[Provided text]
..............................

This is an automated email from the ASF dual-hosted git repository.

sbp pushed a commit to branch sbp
in repository https://gitbox.apache.org/repos/asf/tooling-trusted-releases.git


The following commit(s) were added to refs/heads/sbp by this push:
     new 554490a0 Search for license and notice files recursively in binary 
archives
554490a0 is described below

commit 554490a06ff9bad706cffdb5aa50185b0ca8c478
Author: Sean B. Palmer <[email protected]>
AuthorDate: Wed Mar 18 16:11:01 2026 +0000

    Search for license and notice files recursively in binary archives
---
 atr/tasks/checks/license.py       | 146 ++++++++++++++++++++++++++++----------
 tests/unit/test_checks_license.py |  87 +++++++++++++++++++++--
 2 files changed, 190 insertions(+), 43 deletions(-)

diff --git a/atr/tasks/checks/license.py b/atr/tasks/checks/license.py
index 722e160f..7946b0b2 100644
--- a/atr/tasks/checks/license.py
+++ b/atr/tasks/checks/license.py
@@ -81,9 +81,11 @@ INCLUDED_PATTERNS: Final[list[str]] = [
 # Release policy fields which this check relies on - used for result caching
 INPUT_POLICY_KEYS: Final[list[str]] = ["license_check_mode", 
"source_excludes_lightweight"]
 INPUT_EXTRA_ARGS: Final[list[str]] = ["is_podling"]
-CHECK_VERSION_FILES: Final[str] = "3"
+CHECK_VERSION_FILES: Final[str] = "4"
 CHECK_VERSION_HEADERS: Final[str] = "3"
 
+_BINARY_LICENSE_FILENAMES: Final[frozenset[str]] = frozenset({"LICENSE", 
"LICENSE.txt"})
+_BINARY_NOTICE_FILENAMES: Final[frozenset[str]] = frozenset({"NOTICE", 
"NOTICE.txt"})
 _MAX_LICENSE_NOTICE_SIZE: Final[int] = 1024 * 1024
 
 # Types
@@ -154,7 +156,7 @@ async def files(args: checks.FunctionArguments) -> 
results.Results | None:
     log.info(f"Checking license files for {artifact_abs_path} (rel: 
{args.primary_rel_path})")
 
     try:
-        for result in await asyncio.to_thread(_files_check_core_logic, 
archive_dir, is_podling):
+        for result in await asyncio.to_thread(_files_check_core_logic, 
archive_dir, is_podling, is_binary):
             match result:
                 case ArtifactResult():
                     await _record_artifact(recorder, result)
@@ -239,12 +241,73 @@ def headers_validate(content: bytes, _filename: str) -> 
tuple[bool, str | None]:
     return False, "Could not find Apache License header"
 
 
-def _files_check_core_logic(archive_dir: pathlib.Path, is_podling: bool) -> 
Iterator[Result]:
-    """Verify that LICENSE and NOTICE files exist and are placed and formatted 
correctly."""

..............................

[Point annotation dataset records]

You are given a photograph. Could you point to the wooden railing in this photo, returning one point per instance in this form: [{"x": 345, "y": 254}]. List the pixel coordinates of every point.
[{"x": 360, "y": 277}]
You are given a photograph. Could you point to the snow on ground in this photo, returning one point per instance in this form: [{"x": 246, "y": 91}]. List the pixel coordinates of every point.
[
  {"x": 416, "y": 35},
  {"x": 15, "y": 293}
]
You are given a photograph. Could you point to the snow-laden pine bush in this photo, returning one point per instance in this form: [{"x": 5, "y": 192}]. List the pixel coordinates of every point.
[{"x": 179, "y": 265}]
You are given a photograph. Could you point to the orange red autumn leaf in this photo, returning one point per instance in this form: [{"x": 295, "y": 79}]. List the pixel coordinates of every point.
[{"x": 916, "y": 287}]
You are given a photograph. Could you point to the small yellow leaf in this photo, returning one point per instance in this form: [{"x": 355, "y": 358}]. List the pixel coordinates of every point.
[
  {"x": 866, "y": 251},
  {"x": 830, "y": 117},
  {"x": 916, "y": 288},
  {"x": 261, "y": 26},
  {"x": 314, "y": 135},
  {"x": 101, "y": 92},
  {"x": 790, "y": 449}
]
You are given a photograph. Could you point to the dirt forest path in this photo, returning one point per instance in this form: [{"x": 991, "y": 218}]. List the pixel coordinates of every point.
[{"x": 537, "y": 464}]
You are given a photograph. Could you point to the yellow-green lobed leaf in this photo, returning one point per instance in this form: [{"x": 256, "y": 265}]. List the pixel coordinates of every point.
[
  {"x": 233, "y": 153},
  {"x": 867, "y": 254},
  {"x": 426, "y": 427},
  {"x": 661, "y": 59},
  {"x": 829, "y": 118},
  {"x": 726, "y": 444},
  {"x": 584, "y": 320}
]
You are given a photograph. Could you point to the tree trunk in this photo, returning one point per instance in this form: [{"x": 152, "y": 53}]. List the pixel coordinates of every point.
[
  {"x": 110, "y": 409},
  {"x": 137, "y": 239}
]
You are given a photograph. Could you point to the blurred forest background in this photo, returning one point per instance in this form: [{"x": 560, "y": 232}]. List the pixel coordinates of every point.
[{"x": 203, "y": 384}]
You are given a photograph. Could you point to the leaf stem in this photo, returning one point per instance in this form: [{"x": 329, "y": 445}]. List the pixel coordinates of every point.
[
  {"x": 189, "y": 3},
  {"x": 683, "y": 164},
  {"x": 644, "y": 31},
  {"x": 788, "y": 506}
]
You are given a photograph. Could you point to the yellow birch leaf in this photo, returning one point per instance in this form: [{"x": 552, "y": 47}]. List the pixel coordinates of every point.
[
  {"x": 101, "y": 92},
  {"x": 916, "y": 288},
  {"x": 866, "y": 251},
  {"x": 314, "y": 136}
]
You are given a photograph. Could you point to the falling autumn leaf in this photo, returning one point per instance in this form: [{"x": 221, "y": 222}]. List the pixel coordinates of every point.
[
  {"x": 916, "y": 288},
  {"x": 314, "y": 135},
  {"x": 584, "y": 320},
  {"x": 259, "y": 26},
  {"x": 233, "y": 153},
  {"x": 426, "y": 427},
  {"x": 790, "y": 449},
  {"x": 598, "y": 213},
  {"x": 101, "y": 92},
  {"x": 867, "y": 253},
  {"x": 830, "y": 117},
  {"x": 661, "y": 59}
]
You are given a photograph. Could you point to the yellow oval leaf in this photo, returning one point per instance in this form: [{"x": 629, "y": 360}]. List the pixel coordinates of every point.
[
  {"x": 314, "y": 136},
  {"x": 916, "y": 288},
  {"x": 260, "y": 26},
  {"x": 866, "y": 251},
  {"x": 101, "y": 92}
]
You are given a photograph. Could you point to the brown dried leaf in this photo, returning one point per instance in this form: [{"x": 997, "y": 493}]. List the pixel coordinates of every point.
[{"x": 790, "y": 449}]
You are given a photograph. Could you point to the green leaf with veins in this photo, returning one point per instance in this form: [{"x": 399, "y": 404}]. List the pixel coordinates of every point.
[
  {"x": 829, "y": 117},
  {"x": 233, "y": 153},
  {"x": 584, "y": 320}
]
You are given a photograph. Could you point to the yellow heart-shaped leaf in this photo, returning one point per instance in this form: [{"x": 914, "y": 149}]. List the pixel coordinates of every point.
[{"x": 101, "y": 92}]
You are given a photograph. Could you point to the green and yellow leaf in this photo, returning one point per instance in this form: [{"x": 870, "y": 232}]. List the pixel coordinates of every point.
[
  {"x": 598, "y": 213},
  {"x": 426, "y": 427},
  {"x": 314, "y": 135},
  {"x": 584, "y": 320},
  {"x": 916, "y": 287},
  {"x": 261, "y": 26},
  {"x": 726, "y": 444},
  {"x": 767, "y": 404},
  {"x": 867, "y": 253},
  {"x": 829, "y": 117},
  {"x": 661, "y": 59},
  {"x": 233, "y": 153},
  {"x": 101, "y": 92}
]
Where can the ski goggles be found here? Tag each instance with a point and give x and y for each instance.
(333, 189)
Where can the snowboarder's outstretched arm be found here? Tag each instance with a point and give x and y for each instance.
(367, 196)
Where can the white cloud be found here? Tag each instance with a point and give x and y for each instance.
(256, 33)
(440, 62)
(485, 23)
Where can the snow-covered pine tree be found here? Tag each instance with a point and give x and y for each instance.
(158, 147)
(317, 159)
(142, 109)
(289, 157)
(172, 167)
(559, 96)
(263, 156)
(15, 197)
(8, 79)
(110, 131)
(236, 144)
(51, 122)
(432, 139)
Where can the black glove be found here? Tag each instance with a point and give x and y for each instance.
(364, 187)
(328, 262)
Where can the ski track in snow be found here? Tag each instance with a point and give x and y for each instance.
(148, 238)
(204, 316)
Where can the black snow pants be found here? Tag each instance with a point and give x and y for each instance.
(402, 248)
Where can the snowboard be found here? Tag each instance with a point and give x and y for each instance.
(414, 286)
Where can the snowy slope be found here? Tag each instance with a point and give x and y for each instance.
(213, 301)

..............................

[Jobs]
A) Set down, word for word, the stretch of the commit email from "The following commit(s)" through "insertions(+), 43 deletions(-)".
B) Summarize the commit email in two sentences.
C) Write what comes next in the commit email, starting after its last line.

[Answer set]
A)
The following commit(s) were added to refs/heads/sbp by this push:
     new 554490a0 Search for license and notice files recursively in binary 
archives
554490a0 is described below

commit 554490a06ff9bad706cffdb5aa50185b0ca8c478
Author: Sean B. Palmer <[email protected]>
AuthorDate: Wed Mar 18 16:11:01 2026 +0000

    Search for license and notice files recursively in binary archives
---
 atr/tasks/checks/license.py       | 146 ++++++++++++++++++++++++++++----------
 tests/unit/test_checks_license.py |  87 +++++++++++++++++++++--
 2 files changed, 190 insertions(+), 43 deletions(-)

B) Sean B. Palmer pushed a commit to the sbp branch of the tooling-trusted-releases repository that searches for license and notice files recursively in binary archives. It changes atr/tasks/checks/license.py and tests/unit/test_checks_license.py, with 190 insertions and 43 deletions, and raises CHECK_VERSION_FILES from "3" to "4".

C)
-    license_results: dict[str, str | None] = {}
-    notice_results: dict[str, tuple[bool, list[str], str]] = {}
-    disclaimer_found = False
+def _files_check_binary(root_path: pathlib.Path) -> Iterator[Result]:
+    license_paths: list[pathlib.Path] = []
+    notice_paths: list[pathlib.Path] = []
+
+    for dirpath, dirnames, filenames in os.walk(root_path):
+        dirnames[:] = sorted(d for d in dirnames if not d.startswith("._"))
+
+        for filename in sorted(filenames):
+            if filename.startswith("._"):
+                continue
+
+            if filename in _BINARY_LICENSE_FILENAMES:
+                license_paths.append(pathlib.Path(dirpath) / filename)
+
+            if filename in _BINARY_NOTICE_FILENAMES:
+                notice_paths.append(pathlib.Path(dirpath) / filename)
+
+    yield _files_check_binary_license(license_paths, root_path)
+    yield _files_check_binary_notice(notice_paths, root_path)
+
 
+def _files_check_binary_license(paths: list[pathlib.Path], root_path: 
pathlib.Path) -> ArtifactResult:
+    if not paths:
+        return ArtifactResult(
+            status=sql.CheckResultStatus.BLOCKER,
+            message="No LICENSE or LICENSE.txt file found",
+            data=None,
+        )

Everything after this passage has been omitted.